** begin **

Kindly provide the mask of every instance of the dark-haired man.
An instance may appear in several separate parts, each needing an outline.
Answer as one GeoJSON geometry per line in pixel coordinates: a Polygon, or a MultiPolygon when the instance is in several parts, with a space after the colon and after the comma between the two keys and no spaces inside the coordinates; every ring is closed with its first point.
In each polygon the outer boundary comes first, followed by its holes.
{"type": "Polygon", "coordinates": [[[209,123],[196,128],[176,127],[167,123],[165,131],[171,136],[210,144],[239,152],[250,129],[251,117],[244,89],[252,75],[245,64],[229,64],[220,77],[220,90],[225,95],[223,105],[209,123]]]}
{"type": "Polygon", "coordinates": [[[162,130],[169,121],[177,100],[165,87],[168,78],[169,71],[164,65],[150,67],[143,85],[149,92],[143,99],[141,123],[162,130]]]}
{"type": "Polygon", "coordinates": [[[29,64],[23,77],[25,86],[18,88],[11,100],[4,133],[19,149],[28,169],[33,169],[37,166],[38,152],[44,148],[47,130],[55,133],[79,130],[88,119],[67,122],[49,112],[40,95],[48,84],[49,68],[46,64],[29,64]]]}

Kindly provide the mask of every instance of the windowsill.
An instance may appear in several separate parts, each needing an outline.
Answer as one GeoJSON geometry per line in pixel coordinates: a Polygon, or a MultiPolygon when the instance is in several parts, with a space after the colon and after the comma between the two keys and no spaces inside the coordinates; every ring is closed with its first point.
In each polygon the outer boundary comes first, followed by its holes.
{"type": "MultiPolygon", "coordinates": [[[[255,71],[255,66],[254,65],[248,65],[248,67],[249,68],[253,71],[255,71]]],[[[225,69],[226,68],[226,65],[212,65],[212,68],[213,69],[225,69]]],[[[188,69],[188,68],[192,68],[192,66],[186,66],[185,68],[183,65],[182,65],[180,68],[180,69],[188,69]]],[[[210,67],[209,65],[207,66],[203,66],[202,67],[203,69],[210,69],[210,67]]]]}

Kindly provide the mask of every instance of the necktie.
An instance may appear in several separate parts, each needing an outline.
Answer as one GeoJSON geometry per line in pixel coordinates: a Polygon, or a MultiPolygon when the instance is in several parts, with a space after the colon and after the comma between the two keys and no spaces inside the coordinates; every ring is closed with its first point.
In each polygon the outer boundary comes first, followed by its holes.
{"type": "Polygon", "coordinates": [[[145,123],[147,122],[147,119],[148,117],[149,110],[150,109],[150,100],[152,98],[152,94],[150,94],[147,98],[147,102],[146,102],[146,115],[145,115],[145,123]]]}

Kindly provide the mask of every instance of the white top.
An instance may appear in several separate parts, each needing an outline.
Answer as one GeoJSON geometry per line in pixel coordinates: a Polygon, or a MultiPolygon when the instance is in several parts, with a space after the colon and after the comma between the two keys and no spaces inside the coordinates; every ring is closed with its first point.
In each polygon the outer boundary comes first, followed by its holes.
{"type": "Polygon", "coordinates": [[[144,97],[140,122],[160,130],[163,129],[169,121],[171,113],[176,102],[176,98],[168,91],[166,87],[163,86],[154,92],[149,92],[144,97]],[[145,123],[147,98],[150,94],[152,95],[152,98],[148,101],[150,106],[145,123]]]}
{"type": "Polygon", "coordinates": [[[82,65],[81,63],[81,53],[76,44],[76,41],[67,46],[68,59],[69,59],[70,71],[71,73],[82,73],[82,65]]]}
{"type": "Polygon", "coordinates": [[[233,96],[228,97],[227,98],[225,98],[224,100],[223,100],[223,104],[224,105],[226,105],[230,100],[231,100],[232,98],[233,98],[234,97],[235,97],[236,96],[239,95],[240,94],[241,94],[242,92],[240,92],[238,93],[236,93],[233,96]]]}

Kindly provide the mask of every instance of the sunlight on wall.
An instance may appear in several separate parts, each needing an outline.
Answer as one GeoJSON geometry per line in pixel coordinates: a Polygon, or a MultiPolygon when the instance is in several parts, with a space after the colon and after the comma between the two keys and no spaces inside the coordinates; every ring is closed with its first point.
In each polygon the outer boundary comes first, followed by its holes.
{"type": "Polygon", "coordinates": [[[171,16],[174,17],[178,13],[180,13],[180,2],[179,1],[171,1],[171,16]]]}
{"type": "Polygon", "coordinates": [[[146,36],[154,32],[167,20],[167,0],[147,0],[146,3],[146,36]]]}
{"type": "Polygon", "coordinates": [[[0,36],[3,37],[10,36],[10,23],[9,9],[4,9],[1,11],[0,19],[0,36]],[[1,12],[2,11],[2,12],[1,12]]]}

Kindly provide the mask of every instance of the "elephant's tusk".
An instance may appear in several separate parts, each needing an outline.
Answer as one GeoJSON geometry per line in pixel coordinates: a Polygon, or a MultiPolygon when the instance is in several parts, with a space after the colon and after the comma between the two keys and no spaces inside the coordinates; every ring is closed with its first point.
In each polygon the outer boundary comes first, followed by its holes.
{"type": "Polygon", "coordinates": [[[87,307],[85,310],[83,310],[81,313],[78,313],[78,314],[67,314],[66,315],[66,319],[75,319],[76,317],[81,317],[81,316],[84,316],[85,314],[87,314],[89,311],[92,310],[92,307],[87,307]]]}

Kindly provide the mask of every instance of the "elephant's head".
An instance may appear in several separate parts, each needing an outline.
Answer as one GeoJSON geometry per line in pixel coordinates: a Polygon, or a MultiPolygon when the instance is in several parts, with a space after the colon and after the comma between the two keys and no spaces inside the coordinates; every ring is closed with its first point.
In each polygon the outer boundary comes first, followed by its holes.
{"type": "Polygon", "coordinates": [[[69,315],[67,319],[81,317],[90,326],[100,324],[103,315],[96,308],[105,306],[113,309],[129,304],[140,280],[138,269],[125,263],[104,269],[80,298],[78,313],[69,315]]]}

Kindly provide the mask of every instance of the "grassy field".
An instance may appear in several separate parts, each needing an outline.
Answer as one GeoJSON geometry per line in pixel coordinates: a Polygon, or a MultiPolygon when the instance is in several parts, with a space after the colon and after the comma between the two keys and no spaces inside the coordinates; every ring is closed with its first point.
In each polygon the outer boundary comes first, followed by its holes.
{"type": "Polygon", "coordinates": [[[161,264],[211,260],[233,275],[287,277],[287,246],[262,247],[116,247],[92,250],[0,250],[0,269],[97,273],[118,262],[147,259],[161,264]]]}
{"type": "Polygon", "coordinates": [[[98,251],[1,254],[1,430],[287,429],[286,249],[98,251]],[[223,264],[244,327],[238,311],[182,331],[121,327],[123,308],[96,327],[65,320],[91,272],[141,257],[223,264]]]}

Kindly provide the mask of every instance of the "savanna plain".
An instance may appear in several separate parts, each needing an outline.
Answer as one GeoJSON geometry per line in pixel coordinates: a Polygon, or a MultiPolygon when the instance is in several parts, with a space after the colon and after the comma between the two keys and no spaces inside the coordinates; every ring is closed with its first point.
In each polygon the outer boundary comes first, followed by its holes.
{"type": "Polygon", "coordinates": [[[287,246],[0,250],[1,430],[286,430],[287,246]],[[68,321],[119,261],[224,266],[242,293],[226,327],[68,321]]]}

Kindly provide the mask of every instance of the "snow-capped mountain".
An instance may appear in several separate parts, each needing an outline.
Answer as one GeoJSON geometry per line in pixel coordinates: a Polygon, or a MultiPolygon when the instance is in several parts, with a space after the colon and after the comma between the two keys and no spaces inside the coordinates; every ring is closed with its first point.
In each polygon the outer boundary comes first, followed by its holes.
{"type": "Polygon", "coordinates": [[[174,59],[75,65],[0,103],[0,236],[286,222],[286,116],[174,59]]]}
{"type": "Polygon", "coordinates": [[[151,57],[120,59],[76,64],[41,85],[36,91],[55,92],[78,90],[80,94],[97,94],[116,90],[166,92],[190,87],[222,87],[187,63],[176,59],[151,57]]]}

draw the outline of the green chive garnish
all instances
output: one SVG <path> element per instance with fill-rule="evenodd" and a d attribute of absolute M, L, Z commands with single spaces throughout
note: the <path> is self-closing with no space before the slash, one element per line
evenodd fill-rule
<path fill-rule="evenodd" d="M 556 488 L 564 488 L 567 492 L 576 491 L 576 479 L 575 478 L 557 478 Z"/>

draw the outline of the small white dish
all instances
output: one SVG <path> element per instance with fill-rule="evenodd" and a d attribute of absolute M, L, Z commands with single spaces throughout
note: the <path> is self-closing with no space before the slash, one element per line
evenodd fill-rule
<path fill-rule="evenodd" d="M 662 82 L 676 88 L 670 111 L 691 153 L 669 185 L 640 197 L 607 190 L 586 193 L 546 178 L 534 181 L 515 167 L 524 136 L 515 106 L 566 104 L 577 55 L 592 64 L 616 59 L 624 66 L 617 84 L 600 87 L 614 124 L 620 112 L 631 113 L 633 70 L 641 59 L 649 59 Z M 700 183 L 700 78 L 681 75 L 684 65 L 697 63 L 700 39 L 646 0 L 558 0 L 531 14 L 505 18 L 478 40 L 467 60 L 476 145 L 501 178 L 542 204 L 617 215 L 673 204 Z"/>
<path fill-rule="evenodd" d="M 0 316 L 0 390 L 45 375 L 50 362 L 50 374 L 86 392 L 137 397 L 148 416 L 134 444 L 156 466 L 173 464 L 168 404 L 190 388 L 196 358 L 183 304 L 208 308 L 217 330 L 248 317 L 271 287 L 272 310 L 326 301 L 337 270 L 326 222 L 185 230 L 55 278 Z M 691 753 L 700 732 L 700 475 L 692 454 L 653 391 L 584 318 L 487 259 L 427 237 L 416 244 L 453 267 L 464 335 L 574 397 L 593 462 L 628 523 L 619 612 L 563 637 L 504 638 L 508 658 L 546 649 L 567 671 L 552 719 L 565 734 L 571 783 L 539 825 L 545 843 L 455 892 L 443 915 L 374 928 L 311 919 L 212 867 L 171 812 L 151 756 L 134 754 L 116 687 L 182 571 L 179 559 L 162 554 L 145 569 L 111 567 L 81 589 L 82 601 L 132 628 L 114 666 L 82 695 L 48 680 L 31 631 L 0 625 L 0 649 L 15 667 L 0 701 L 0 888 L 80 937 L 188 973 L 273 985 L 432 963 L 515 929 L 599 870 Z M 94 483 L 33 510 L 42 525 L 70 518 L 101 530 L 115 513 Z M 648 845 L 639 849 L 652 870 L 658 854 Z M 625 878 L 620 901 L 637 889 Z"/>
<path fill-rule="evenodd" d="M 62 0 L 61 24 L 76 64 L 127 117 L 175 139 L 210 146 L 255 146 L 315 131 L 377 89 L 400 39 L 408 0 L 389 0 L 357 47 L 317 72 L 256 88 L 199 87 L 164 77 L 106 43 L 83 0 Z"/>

** end **

Write out the lines from the one containing "draw the outline of the small white dish" to the one containing "662 82 L 676", including both of those lines.

draw the outline of the small white dish
all instances
output: one SVG <path> element per instance with fill-rule="evenodd" and a d attribute of absolute M, L, Z commands with single spaces throughout
note: the <path> is self-closing with no space before the slash, one element per line
evenodd fill-rule
<path fill-rule="evenodd" d="M 662 82 L 676 88 L 670 111 L 691 153 L 669 185 L 640 197 L 607 190 L 586 193 L 546 178 L 534 181 L 515 167 L 524 136 L 515 106 L 566 104 L 577 55 L 592 64 L 616 59 L 624 66 L 617 84 L 600 87 L 614 124 L 620 112 L 631 113 L 633 70 L 641 59 L 649 59 Z M 700 183 L 700 78 L 681 75 L 684 65 L 697 63 L 700 39 L 646 0 L 558 0 L 531 14 L 505 18 L 478 40 L 467 60 L 476 145 L 501 178 L 542 204 L 617 215 L 673 204 Z"/>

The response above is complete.